What is needed here is an exact copy of every entry.

--- begin Supplied entries ---

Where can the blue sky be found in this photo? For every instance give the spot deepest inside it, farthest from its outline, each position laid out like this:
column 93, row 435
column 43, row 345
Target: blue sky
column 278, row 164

--- end Supplied entries ---

* [Reply to the task]:
Where can the blue sky be found in this photo? For every instance give the spot deepest inside it, farthest from its outline, each position laid out like this:
column 93, row 435
column 43, row 345
Target: blue sky
column 278, row 164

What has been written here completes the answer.